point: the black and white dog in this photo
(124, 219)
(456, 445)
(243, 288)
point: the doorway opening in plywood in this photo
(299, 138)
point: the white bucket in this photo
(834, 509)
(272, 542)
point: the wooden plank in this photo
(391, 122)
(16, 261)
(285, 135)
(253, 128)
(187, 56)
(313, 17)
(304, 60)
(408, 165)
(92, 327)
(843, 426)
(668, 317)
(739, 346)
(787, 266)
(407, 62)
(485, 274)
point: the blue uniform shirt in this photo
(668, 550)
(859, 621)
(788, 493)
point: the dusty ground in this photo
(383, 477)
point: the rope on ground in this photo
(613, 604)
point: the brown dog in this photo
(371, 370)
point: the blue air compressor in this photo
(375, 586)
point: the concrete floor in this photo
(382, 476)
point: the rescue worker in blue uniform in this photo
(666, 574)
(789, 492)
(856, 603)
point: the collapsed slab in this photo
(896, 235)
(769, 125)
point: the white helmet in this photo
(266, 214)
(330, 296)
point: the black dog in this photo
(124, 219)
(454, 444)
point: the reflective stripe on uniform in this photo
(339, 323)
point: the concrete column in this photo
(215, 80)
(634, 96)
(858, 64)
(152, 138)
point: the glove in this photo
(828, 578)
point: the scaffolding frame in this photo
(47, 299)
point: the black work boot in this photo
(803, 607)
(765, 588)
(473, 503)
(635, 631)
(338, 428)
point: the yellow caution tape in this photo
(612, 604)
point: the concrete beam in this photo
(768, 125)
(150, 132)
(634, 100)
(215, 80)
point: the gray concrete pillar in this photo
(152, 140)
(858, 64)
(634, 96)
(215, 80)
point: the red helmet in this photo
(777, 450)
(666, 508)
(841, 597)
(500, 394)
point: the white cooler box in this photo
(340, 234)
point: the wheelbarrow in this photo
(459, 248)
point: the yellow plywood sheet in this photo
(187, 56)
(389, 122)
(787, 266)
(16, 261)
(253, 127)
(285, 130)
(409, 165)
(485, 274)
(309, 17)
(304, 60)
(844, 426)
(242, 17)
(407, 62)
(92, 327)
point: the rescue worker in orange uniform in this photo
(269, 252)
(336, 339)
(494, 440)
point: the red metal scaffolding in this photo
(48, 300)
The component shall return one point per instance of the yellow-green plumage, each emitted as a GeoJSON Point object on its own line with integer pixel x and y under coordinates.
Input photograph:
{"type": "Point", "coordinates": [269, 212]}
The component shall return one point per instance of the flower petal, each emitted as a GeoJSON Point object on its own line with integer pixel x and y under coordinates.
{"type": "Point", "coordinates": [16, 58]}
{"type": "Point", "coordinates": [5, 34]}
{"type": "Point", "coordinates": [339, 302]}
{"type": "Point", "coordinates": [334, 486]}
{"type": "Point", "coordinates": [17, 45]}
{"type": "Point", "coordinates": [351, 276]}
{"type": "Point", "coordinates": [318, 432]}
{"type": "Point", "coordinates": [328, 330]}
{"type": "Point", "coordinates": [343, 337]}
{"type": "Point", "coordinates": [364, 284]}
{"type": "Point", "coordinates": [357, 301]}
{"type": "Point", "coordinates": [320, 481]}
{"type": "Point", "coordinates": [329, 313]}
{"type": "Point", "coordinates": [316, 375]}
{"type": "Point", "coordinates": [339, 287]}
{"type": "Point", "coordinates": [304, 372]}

-.-.-

Your output should be an exact copy of the lines from the one containing "point: the yellow caution tape in this photo" through the last line of the data above.

point: the yellow caution tape in this photo
(612, 604)
point: the concrete beam in this photo
(768, 125)
(150, 132)
(634, 100)
(215, 80)
point: the gray concrete pillar in this photo
(152, 140)
(858, 64)
(634, 96)
(215, 80)
point: the red helmet in this photo
(777, 450)
(666, 508)
(841, 597)
(500, 394)
point: the white cooler box in this photo
(340, 234)
point: the wheelbarrow in this photo
(459, 248)
point: the yellow plywood sheet in this photo
(187, 56)
(389, 122)
(787, 266)
(16, 261)
(253, 127)
(285, 130)
(409, 165)
(485, 274)
(309, 17)
(304, 60)
(844, 426)
(242, 17)
(407, 62)
(92, 327)
point: the rescue worker in orange uniform in this photo
(269, 252)
(336, 339)
(494, 440)
point: the red metal scaffolding in this photo
(48, 300)
The component shall return one point per instance of the yellow-green plumage, each emitted as a GeoJSON Point object on its own line with integer pixel x and y under coordinates.
Input photograph:
{"type": "Point", "coordinates": [269, 212]}
The component shall return one point per instance of the flower petal, each emitted as a GeoJSON Point object on its own line with integer pixel x and y under coordinates.
{"type": "Point", "coordinates": [16, 58]}
{"type": "Point", "coordinates": [5, 34]}
{"type": "Point", "coordinates": [339, 302]}
{"type": "Point", "coordinates": [334, 486]}
{"type": "Point", "coordinates": [17, 45]}
{"type": "Point", "coordinates": [351, 276]}
{"type": "Point", "coordinates": [318, 432]}
{"type": "Point", "coordinates": [328, 330]}
{"type": "Point", "coordinates": [343, 337]}
{"type": "Point", "coordinates": [364, 284]}
{"type": "Point", "coordinates": [357, 301]}
{"type": "Point", "coordinates": [320, 481]}
{"type": "Point", "coordinates": [329, 313]}
{"type": "Point", "coordinates": [316, 375]}
{"type": "Point", "coordinates": [339, 287]}
{"type": "Point", "coordinates": [304, 372]}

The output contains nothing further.